(Data entries)
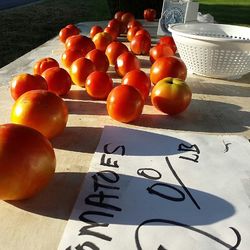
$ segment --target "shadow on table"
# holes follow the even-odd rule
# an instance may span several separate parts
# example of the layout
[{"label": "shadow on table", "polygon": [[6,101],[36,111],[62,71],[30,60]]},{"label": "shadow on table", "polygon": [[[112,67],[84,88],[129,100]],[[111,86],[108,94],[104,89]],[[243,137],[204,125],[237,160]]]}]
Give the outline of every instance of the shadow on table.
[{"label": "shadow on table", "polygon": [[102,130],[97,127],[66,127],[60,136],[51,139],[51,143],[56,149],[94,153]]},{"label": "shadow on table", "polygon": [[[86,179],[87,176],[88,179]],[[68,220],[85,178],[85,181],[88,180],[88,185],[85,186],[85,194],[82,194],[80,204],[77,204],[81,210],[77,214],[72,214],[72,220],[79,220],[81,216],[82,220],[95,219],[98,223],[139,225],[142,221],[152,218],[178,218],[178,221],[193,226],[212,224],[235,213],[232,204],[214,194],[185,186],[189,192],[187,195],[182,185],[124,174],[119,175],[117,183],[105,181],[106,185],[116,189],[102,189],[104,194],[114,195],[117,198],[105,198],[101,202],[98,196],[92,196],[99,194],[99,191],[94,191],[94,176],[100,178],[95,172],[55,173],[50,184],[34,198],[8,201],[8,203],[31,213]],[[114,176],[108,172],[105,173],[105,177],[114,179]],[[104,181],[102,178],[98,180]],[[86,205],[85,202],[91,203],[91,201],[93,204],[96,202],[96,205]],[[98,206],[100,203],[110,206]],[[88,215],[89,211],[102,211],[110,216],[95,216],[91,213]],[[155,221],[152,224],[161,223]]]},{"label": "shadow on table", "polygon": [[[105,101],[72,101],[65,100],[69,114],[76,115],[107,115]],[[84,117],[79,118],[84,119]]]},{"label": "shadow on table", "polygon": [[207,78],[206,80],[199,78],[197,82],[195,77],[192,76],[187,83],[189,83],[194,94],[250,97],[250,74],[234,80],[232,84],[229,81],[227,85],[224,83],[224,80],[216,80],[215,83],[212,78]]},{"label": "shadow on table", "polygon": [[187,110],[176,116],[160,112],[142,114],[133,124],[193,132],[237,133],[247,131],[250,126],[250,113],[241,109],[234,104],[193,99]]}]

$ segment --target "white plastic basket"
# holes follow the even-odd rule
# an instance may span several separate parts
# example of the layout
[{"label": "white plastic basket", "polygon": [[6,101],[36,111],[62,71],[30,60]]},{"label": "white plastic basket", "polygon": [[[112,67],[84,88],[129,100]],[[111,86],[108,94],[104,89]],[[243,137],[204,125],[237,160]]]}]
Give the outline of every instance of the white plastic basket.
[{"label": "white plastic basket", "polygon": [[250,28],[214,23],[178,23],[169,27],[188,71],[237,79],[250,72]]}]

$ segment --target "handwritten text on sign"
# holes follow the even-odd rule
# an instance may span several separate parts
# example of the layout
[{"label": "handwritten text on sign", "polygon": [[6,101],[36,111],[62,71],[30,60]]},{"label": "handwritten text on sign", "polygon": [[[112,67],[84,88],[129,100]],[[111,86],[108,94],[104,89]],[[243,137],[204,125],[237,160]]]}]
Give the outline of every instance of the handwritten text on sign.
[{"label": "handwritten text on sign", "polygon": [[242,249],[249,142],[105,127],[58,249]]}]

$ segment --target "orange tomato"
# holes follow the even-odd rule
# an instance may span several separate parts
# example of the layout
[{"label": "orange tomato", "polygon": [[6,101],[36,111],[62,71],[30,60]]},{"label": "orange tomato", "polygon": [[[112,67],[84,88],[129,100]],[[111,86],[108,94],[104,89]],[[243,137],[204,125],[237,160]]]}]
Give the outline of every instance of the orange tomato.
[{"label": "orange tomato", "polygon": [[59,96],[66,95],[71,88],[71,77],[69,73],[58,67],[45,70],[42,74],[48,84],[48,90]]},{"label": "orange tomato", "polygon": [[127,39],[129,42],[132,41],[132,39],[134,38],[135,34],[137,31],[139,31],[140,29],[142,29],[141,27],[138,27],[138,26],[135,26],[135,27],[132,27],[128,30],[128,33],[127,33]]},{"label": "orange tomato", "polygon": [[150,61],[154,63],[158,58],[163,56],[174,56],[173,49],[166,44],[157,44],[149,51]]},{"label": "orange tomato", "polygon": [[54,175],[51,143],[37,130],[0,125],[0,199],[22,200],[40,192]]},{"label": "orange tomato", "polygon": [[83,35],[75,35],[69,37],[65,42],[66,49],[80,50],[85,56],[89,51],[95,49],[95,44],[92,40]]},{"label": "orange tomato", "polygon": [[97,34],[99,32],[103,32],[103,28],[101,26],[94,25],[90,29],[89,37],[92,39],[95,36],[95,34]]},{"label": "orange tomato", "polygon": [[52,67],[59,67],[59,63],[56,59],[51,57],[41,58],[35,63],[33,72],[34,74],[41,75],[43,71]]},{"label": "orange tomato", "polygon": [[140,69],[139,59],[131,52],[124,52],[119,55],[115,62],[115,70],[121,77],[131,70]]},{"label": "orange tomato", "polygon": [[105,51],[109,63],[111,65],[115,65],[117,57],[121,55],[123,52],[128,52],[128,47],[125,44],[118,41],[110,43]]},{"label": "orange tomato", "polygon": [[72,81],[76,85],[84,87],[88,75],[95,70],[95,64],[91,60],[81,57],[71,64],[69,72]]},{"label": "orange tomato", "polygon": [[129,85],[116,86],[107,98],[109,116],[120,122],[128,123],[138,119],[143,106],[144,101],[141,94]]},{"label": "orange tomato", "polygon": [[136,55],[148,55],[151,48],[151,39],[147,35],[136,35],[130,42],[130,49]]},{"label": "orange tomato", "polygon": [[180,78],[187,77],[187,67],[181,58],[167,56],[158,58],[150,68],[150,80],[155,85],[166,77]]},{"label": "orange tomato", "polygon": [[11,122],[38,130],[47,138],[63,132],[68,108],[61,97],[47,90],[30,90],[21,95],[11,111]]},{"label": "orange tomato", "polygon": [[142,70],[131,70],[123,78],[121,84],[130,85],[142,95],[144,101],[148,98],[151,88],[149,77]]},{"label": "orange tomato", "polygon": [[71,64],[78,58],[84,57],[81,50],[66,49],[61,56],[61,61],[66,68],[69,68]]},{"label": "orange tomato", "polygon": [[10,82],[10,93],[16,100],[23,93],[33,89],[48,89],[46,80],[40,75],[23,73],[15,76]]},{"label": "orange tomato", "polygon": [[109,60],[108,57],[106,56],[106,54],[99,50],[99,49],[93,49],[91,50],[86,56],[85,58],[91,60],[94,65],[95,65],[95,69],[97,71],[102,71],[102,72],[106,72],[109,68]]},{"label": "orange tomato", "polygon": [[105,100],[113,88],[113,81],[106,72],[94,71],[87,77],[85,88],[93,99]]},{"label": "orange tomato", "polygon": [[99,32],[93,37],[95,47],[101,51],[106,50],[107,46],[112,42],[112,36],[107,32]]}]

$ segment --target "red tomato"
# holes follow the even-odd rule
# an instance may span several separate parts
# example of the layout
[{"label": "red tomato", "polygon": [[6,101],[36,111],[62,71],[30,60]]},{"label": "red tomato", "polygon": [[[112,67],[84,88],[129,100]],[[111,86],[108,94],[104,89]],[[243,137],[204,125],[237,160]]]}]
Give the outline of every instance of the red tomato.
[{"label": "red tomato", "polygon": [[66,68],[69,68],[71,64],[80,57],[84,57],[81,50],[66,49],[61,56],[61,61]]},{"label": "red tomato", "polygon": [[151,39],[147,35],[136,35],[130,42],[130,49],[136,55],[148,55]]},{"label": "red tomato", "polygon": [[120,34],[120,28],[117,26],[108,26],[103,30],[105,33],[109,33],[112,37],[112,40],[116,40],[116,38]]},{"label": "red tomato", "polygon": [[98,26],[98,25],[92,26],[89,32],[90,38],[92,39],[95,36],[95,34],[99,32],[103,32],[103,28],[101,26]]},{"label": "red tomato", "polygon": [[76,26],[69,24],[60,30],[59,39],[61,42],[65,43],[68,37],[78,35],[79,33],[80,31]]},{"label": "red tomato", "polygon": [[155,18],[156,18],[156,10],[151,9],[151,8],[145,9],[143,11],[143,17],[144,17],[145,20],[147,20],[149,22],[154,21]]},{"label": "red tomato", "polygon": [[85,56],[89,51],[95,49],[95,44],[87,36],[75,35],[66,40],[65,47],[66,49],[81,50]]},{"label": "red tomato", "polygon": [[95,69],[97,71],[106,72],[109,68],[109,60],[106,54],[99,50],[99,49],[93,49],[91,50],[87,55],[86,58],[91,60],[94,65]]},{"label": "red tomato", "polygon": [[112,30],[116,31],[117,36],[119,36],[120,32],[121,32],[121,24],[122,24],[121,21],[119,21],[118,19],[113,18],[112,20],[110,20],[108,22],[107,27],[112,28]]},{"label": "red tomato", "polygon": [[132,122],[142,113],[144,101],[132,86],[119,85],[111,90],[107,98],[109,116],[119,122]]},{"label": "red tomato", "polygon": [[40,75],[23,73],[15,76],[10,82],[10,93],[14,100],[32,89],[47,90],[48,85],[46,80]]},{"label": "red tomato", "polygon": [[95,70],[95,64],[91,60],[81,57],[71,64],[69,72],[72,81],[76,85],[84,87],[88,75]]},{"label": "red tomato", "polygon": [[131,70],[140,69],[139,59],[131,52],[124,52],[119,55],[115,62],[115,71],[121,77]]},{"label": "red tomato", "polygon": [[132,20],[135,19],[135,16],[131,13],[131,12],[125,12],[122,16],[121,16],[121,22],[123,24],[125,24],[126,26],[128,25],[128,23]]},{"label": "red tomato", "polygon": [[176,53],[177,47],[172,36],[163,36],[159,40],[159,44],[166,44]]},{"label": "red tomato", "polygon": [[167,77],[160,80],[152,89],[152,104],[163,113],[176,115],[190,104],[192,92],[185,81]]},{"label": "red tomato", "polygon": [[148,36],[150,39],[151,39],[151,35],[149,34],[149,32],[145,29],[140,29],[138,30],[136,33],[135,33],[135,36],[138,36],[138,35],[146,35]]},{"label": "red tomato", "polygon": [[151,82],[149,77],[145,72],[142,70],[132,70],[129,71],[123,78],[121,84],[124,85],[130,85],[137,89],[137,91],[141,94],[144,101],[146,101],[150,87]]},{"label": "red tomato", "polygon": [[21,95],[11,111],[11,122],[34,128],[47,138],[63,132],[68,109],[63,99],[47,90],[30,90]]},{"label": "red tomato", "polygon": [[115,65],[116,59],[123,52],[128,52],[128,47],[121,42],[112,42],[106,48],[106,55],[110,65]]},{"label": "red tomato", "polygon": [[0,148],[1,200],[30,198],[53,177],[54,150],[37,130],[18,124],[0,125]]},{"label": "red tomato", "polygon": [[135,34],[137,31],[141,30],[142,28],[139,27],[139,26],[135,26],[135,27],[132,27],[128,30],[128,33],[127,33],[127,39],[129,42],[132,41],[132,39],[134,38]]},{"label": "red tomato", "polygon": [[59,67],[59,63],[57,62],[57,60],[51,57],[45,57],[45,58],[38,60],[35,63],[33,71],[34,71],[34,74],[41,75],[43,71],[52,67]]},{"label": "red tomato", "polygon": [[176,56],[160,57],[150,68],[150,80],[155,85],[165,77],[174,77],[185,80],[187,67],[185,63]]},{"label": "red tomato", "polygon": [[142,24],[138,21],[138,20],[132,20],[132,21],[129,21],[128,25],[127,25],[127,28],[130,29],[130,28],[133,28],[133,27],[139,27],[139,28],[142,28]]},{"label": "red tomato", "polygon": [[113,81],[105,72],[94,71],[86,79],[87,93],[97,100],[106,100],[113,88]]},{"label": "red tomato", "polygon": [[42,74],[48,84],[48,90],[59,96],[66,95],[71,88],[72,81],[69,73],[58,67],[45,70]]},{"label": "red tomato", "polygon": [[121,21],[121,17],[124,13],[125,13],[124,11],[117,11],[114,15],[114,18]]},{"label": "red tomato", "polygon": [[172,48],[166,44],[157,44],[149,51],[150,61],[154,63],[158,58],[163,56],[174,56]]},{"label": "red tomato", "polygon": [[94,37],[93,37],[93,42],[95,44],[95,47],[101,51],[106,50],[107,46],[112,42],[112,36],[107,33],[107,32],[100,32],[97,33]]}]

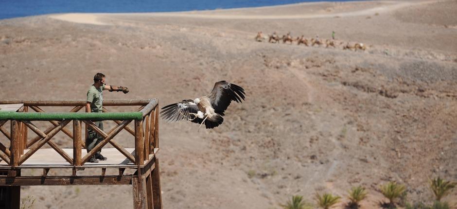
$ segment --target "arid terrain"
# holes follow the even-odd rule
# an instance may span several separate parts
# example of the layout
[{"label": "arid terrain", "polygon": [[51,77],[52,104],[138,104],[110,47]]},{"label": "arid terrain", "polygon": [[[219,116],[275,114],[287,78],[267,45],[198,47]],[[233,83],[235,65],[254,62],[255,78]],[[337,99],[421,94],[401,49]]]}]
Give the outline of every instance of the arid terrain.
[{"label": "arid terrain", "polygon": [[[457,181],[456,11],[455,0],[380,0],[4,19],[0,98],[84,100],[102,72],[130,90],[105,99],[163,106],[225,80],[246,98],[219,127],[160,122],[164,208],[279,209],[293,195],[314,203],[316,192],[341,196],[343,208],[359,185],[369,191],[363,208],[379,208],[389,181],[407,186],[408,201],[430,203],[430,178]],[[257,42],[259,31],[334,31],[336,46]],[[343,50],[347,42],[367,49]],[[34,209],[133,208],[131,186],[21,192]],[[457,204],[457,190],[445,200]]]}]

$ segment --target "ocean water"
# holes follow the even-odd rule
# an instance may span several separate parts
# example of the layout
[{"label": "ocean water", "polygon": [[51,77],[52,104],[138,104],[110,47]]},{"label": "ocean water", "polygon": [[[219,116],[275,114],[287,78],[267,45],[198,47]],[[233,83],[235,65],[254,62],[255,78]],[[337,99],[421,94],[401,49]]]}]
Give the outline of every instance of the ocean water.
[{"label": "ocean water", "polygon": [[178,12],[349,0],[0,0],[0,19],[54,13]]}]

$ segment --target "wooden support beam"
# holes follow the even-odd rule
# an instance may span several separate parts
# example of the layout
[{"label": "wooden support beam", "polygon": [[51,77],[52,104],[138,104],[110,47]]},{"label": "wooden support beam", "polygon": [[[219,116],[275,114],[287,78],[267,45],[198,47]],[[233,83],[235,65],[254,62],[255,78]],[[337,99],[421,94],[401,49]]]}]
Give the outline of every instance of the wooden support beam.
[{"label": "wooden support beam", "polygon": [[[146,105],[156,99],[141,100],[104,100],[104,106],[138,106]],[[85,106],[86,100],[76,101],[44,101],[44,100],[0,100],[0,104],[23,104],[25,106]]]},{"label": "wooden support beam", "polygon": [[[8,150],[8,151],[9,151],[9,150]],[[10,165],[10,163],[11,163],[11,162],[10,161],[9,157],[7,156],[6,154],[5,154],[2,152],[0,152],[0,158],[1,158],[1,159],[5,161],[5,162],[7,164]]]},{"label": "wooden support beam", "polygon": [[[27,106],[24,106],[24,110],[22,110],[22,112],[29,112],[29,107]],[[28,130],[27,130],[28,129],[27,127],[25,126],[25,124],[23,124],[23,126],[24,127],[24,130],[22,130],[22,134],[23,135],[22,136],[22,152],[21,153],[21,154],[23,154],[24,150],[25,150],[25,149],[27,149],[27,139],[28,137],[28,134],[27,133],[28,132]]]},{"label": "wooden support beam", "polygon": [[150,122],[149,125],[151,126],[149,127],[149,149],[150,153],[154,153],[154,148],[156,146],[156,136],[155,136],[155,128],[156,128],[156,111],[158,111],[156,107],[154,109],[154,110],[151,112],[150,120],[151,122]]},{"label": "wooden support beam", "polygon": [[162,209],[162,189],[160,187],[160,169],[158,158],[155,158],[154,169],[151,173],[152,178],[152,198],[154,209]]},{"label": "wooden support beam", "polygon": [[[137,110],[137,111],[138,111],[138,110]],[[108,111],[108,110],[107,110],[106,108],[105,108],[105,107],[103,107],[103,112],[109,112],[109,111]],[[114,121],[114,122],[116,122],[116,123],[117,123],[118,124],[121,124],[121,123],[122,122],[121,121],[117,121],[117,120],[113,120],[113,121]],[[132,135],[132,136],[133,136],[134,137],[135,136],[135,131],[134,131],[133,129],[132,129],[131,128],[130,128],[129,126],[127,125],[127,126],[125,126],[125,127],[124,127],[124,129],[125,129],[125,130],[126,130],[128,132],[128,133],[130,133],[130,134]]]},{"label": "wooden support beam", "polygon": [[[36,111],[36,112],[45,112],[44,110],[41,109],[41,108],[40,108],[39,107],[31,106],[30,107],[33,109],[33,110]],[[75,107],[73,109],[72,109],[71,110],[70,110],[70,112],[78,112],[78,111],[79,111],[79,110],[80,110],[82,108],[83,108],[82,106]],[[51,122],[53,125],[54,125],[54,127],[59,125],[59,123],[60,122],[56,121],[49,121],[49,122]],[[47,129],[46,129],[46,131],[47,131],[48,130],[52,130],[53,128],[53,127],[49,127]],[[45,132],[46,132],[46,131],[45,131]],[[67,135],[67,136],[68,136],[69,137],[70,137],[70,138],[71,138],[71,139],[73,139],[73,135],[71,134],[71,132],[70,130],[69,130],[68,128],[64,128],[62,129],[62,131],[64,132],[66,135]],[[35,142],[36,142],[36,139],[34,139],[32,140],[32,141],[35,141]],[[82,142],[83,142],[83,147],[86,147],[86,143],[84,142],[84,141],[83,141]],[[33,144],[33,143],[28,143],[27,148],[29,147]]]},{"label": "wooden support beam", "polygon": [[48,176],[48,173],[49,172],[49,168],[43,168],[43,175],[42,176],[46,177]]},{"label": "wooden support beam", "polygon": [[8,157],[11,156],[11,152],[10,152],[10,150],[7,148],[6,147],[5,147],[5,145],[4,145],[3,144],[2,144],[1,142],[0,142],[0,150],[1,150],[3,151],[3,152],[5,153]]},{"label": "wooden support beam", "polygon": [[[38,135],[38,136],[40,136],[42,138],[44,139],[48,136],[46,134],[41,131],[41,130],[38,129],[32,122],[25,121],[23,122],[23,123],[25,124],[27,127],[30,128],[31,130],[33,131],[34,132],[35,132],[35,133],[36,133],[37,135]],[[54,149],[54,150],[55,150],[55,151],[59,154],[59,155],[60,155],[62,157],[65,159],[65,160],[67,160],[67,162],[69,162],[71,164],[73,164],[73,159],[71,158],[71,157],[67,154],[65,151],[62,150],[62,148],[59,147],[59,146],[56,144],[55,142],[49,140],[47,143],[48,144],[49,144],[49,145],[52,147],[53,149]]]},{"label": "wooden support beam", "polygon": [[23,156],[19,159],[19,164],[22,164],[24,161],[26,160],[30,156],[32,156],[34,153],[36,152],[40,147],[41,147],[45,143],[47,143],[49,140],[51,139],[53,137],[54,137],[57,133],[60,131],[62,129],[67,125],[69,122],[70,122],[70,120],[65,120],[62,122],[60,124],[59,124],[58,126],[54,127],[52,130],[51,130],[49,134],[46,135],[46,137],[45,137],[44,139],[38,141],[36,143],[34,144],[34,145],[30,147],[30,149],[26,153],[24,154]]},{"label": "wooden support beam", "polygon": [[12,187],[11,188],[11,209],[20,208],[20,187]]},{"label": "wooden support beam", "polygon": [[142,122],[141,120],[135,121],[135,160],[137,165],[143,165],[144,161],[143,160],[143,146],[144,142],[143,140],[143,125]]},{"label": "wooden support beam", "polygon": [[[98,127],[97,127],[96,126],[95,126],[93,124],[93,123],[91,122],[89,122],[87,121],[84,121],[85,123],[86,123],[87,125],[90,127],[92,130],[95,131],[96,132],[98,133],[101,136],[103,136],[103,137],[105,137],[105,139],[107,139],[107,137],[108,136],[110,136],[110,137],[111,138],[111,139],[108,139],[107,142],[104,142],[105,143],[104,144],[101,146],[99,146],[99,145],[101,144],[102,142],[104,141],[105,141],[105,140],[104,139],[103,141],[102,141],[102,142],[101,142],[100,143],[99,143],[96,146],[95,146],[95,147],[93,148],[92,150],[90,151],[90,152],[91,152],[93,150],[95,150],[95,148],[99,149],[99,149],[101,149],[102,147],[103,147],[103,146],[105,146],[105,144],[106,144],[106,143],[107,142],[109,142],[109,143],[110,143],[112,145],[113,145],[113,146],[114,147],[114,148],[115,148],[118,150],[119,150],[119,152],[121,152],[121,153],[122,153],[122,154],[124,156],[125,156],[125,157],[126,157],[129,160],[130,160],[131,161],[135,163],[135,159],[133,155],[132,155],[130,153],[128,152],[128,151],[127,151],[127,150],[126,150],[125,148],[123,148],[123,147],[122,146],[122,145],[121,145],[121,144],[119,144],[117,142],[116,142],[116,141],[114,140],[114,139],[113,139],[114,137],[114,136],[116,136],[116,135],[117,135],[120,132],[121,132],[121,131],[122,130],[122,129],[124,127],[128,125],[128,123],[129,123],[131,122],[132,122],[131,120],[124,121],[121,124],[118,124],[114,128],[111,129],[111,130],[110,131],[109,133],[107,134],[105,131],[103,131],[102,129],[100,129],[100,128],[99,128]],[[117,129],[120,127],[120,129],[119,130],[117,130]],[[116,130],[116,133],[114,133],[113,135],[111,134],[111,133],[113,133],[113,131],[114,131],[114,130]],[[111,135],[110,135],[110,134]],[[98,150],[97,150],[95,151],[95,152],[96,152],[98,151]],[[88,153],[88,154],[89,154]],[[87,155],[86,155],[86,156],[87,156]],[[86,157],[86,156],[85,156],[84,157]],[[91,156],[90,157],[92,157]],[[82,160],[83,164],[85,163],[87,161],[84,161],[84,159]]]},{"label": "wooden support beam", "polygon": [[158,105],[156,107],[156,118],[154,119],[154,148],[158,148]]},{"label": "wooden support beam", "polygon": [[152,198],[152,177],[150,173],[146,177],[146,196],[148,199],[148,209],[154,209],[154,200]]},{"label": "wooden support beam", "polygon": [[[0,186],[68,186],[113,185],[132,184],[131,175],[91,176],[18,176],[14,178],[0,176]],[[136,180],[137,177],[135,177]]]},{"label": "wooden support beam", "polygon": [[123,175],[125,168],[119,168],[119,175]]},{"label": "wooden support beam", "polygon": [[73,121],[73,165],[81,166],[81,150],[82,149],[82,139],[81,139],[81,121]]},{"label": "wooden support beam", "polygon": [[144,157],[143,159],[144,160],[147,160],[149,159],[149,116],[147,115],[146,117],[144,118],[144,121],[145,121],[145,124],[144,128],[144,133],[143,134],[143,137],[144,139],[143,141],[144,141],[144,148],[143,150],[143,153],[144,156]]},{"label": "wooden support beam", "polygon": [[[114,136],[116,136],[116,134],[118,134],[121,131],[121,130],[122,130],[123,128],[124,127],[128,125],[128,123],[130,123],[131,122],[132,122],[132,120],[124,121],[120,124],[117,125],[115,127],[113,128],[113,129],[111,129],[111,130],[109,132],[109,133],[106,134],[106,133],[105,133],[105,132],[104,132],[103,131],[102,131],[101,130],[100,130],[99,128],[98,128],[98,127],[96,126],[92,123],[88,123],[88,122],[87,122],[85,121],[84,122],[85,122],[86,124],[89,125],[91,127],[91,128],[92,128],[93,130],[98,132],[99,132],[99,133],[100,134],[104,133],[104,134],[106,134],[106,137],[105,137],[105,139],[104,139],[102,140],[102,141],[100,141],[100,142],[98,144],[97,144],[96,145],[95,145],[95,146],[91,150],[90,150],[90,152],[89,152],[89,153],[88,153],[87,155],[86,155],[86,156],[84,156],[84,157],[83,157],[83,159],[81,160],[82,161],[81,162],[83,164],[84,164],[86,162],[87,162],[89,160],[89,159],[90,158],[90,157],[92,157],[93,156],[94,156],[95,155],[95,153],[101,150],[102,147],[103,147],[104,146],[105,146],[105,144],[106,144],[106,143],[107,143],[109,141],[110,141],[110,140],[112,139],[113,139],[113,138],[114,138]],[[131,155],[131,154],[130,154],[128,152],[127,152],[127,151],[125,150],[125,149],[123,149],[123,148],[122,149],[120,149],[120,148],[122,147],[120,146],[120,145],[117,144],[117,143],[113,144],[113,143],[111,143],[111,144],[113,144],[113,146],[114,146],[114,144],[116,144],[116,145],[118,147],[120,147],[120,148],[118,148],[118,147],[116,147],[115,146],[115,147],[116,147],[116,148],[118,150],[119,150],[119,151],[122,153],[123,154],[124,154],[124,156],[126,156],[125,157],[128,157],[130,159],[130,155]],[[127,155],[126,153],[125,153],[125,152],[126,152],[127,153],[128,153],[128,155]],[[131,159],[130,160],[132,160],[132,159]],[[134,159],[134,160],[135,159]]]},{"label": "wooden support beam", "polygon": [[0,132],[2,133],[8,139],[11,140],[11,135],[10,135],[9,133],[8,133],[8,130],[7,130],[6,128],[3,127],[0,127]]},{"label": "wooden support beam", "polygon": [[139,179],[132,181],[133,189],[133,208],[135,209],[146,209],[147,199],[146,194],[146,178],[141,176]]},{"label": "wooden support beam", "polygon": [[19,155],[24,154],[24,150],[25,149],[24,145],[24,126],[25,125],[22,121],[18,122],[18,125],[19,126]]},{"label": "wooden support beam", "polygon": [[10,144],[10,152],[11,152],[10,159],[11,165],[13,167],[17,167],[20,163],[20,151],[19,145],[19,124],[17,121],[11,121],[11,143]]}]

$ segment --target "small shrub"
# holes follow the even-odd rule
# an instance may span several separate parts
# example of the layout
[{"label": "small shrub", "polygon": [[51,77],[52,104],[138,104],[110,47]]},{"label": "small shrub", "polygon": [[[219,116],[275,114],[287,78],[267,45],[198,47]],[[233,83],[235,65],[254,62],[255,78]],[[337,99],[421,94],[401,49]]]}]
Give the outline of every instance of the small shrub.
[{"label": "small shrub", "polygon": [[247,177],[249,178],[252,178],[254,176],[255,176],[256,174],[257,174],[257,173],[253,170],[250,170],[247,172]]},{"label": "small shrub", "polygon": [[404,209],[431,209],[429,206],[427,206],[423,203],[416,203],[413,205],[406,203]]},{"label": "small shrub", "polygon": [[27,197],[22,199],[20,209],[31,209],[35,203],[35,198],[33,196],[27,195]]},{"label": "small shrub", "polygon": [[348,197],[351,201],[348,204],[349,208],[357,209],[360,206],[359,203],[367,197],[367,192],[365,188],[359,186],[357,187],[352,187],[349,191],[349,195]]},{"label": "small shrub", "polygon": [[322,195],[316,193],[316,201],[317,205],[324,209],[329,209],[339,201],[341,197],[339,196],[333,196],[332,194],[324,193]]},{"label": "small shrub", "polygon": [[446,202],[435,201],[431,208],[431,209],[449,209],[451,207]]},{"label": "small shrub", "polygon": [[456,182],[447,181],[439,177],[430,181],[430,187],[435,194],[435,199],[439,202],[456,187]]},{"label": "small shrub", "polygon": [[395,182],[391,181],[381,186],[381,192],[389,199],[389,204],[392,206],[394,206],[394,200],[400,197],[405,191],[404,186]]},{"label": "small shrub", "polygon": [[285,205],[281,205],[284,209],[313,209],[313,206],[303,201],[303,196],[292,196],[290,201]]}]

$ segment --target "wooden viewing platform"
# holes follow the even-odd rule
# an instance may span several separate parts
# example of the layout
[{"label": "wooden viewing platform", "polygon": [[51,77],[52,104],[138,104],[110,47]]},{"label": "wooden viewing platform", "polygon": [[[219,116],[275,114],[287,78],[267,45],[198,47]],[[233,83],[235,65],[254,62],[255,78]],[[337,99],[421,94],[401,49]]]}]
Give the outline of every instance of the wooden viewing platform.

_What the task requires:_ From the records above, pull out each line that contains the string "every", matching case exactly.

_Result of the task:_
Give the outline of every instance of the shadow on table.
Give the outline of every instance of the white plastic basket.
Give the outline of every instance of the handwritten text on sign.
Give the outline of every instance of the orange tomato.
Give the outline of every instance of the red tomato.
Give the outline of every instance of the arid terrain.
Give the outline of every instance of the ocean water.
Give the outline of every instance of the wooden support beam.
Give the outline of every instance of the small shrub.
Give the outline of every instance of the wooden viewing platform.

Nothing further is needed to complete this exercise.